_PROBLEM DETAILS_. Set the data down again, word for word, as it appears below.

_PROVIDED RECORDS_.
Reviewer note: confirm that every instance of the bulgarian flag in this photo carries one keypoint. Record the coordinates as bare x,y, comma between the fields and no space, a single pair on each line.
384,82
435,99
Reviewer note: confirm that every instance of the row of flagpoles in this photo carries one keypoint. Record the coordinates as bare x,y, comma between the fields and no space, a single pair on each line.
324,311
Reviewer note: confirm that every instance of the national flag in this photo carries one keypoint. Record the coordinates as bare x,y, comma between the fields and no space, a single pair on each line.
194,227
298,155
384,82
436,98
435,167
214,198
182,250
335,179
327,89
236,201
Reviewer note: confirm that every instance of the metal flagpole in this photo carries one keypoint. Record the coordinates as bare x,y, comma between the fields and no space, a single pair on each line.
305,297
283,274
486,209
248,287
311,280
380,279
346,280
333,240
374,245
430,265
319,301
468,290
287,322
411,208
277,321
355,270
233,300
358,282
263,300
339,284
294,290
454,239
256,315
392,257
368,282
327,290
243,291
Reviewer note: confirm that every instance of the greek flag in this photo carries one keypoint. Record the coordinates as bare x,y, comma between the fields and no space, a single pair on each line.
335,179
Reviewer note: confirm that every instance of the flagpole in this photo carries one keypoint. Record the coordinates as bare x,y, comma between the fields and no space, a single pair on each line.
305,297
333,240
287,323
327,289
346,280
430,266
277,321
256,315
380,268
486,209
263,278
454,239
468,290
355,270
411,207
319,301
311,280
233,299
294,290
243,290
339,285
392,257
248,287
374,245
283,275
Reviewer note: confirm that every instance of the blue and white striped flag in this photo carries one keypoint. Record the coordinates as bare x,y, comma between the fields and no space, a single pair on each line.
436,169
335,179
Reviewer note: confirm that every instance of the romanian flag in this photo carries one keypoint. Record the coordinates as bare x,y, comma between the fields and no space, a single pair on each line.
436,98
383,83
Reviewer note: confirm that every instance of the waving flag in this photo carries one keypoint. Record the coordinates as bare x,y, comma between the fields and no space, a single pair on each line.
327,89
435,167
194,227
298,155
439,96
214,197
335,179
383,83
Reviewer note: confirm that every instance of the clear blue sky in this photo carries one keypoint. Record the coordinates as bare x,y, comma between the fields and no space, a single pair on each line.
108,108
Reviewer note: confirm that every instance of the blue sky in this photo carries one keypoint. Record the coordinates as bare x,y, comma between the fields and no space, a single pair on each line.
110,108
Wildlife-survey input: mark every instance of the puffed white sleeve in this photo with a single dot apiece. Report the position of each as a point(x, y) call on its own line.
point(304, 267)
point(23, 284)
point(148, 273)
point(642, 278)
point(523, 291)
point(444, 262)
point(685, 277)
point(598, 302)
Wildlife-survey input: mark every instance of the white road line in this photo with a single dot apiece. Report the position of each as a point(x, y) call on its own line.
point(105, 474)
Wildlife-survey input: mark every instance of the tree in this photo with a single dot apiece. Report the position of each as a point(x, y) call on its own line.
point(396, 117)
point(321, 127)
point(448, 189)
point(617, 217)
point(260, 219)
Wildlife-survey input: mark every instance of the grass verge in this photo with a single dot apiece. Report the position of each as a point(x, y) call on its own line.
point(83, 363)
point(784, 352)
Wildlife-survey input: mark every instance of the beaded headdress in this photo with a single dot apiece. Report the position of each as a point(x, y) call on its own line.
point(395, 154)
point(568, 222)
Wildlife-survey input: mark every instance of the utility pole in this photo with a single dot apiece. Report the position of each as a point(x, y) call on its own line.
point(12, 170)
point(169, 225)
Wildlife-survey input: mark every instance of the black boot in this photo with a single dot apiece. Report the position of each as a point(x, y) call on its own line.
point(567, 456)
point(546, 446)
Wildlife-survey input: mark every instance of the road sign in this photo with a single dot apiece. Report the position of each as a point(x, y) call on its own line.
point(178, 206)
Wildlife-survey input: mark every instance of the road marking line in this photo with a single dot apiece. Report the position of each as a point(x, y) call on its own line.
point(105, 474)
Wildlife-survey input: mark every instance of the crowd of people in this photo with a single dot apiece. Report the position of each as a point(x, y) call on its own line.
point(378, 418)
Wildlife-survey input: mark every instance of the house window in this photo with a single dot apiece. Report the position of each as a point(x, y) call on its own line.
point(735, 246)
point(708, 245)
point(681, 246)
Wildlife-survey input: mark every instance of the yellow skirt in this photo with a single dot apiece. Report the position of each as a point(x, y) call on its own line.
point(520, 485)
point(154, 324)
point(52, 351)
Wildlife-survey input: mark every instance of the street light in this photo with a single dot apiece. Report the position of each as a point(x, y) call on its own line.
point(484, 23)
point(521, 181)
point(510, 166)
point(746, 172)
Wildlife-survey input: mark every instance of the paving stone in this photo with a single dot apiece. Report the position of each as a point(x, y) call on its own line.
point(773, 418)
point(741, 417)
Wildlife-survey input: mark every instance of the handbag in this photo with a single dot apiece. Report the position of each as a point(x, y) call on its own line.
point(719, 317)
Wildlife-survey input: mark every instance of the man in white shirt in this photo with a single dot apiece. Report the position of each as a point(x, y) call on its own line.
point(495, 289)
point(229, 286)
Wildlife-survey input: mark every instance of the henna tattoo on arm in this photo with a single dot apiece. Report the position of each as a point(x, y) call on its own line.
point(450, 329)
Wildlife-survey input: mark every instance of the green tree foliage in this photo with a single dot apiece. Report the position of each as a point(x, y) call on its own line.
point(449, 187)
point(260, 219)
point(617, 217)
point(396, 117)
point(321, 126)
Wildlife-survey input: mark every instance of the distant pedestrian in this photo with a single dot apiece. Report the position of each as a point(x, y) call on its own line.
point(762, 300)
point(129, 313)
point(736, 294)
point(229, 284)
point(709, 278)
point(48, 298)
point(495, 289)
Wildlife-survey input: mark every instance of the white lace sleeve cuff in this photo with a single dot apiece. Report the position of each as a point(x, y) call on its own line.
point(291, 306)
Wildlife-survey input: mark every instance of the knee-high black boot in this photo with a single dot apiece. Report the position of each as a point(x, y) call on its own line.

_WRITTEN RESPONSE_.
Reviewer note: confirm that every instance of the bulgarian flag in this photo carries one keypoint. Record the coordinates as bare x,y, comma between the fields and no space, a single pair on each line.
384,82
435,99
Reviewer note: confirm that every instance of the row of flagpoles in this photo carries one keypoint. Record the coordinates as bare x,y, comma between the fields and no space, a single pair on each line.
324,311
Reviewer note: confirm that every instance of the national flag in this photo carries one keypoint. Record the coordinates as bare x,y, comma between the fields and no space, a single pair on each line.
194,227
298,155
384,82
436,98
435,167
214,198
182,250
335,179
327,89
236,201
Reviewer note: confirm that every instance of the metal flagpole in this photo carries one keypoint. Record the coordinates as bare x,y, comma between the fields and no space, a single pair on each line.
305,297
283,274
486,209
248,287
311,280
380,279
346,280
333,240
374,245
430,265
319,301
468,290
287,322
411,208
277,321
355,270
233,300
358,282
263,300
339,284
294,290
454,239
256,315
392,257
368,282
327,290
243,291
Reviewer note: confirm that every instance of the greek flag in this photo carries one keypoint. Record the coordinates as bare x,y, comma between the fields and no space, a single pair on each line.
335,179
Reviewer note: confirm that every instance of the flagpole in this photo carries one keypoint. Record the coordinates as bare x,y, comma between the fields and no space, a single pair on each line.
305,297
333,240
287,323
327,289
346,280
430,266
277,321
256,315
380,268
486,209
263,278
454,239
468,290
355,270
411,207
319,301
311,280
233,299
294,290
243,290
339,285
392,257
248,287
374,245
283,275
Reviewer note: confirm that every instance of the blue and white striped flag in this photo carries one keypoint. Record the coordinates as bare x,y, comma between the fields and no space, a single pair on each line.
436,169
335,179
Reviewer note: confirm that every instance of the romanian flag in this photo carries one keypoint. Record the coordinates as bare x,y, comma between the fields and no space, a single pair on each line.
436,98
383,83
Reviewer note: confirm that every instance of the waving flag in this photo carries one keypoint. Record the coordinates as bare x,y, comma between the fields and no space, a single pair on each line.
327,89
435,167
194,227
298,155
439,96
214,197
335,179
383,83
Reviewer note: confirm that every instance of the clear blue sky in this photo carries one keypoint. Record the coordinates as bare x,y, comma between the fields and no space, a single pair on each line.
108,108
Reviewer note: confirm that every instance of the blue sky in this photo carries one keypoint. Record the coordinates as bare x,y, comma between the fields and no space, a single pair on each line.
110,108
Wildlife-survey input: mark every instance of the puffed white sleeve in this photo with a single dot apiece. Report the position of each as a point(x, y) call on its own line.
point(304, 267)
point(23, 284)
point(148, 273)
point(642, 278)
point(523, 291)
point(444, 262)
point(685, 277)
point(598, 302)
Wildlife-survey input: mark every instance of the white road line in this photo with a single dot apiece. Report the position of each as a point(x, y) call on its own line.
point(105, 474)
Wildlife-survey input: mark every instance of the tree in this photo with a single dot apiece. Report the position of each as a point(x, y) call on its own line.
point(396, 117)
point(321, 127)
point(448, 189)
point(617, 217)
point(260, 219)
Wildlife-survey input: mark every instance of the grass verge in this photo with a single dot apiece. Report the position of each as a point(x, y) call on its own line.
point(83, 363)
point(784, 352)
Wildlife-survey input: mark every instance of the beaded headdress in this photo with a single dot apiece. Report the position of each as a point(x, y) call on its own line.
point(395, 154)
point(568, 222)
Wildlife-survey input: mark every instance of the utility pole in this photo with a single dot apiece. Report the position of each as a point(x, y) call on its own line.
point(12, 170)
point(169, 225)
Wildlife-survey input: mark every instance of the black boot in this photo with a single dot apiece. Report the position of each as a point(x, y) call on its own line.
point(567, 456)
point(546, 446)
Wildlife-survey input: mark every instance of the road sign in this photo with a single dot apiece. Report the position of each as a point(x, y) call on its own line.
point(178, 206)
Wildlife-survey input: mark every instance of the road marking line in this photo with a single dot apiece. Report the position of each as a point(x, y) call on its own line.
point(105, 474)
Wildlife-survey input: mark every instance of the crowd of people in this photo with a single dot apiece. Report the position of each as a point(x, y) call on its own line.
point(378, 418)
Wildlife-survey input: mark every instance of the house window in this photo with a single dot apiece. Report the position of each as a point(x, y) call on its own line.
point(735, 246)
point(708, 245)
point(681, 246)
Wildlife-survey input: mark every instance of the yellow skirt in this photo with a single dot apiece. Report the position of each as a point(x, y) call on its own line.
point(520, 485)
point(154, 324)
point(52, 351)
Wildlife-survey input: mark every instance of the street light in this photo with a single dot apiece. Report the position of each as a point(x, y) call on its own line.
point(484, 23)
point(521, 181)
point(510, 166)
point(746, 172)
Wildlife-survey input: mark every instance of the paving stone in this photo with a single dot apiece. Report the position of each as a point(x, y) call on its own line.
point(773, 418)
point(741, 417)
Wildlife-survey input: mark every instance of the handbag in this photo with a single dot apiece. Report the position of each as a point(x, y) call on its own line.
point(719, 317)
Wildlife-survey input: mark every instance of the man in white shirt in this photo with a single dot apiece. Report the position of each as a point(x, y) call on its own line.
point(495, 289)
point(229, 286)
Wildlife-survey input: mark every instance of the henna tattoo on arm in this photo with a single dot apiece. Report the position of each as a point(x, y) call on its own line.
point(450, 329)
Wildlife-survey input: mark every instance of the green tree foliage in this photo with a single dot apiece. Report the position of each as a point(x, y) call on its own line.
point(449, 187)
point(260, 219)
point(617, 217)
point(396, 117)
point(321, 126)
Wildlife-survey input: mark every instance of the distant pedestrian in this photo with a single dot apiece. Report the position of each as a point(x, y) call on its own line.
point(762, 300)
point(129, 313)
point(736, 294)
point(229, 284)
point(709, 278)
point(48, 298)
point(495, 289)
Wildlife-survey input: mark every instance of the white lace sleeve cuff in this photo with a single dot apiece. Report the position of each as a point(x, y) call on its own line.
point(291, 306)
Wildlife-survey input: mark every instance of the knee-high black boot in this photo with a single dot apiece. Report the position of each as a point(x, y) call on its own line.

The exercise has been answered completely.